**Aim of the task**
Transcribe all of the data below exactly as it appears, leaving out the pictures.

Dataset excerpt:
⟨

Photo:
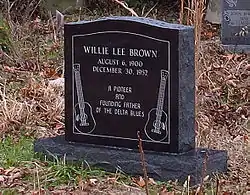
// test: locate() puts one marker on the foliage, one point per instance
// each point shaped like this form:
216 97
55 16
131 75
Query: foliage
13 153
5 42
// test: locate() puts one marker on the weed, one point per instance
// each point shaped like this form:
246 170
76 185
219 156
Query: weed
13 153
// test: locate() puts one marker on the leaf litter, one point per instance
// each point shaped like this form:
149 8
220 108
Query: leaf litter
32 101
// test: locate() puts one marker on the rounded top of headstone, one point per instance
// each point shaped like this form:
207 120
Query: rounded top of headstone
142 20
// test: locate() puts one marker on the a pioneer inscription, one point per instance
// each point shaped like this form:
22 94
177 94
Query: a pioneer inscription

⟩

**Exercise solution**
Photo:
// test: locate() puts one marker on the foliage, one point per instance
// each point shaped like this form:
216 97
55 16
131 75
Query: foliage
13 153
5 42
// test: locate() puts one marker on the weed, one point per instance
// each point shaped like this form:
246 170
76 185
219 156
Query: weed
13 153
// test: locate() puts one marker on the leaf litter, one point per instance
// each point shaped like this form:
149 8
220 108
Query: leaf litter
32 101
// test: locate() puts one marker on the rounded top of headstone, one point per instance
// each point shaped like this form:
207 120
Query: rounded top of headstone
142 20
// test: locate() puts one marker on the a pioneer inscription, one point per instance
// each point shaped like this form:
22 94
177 94
Query: a pioneer inscription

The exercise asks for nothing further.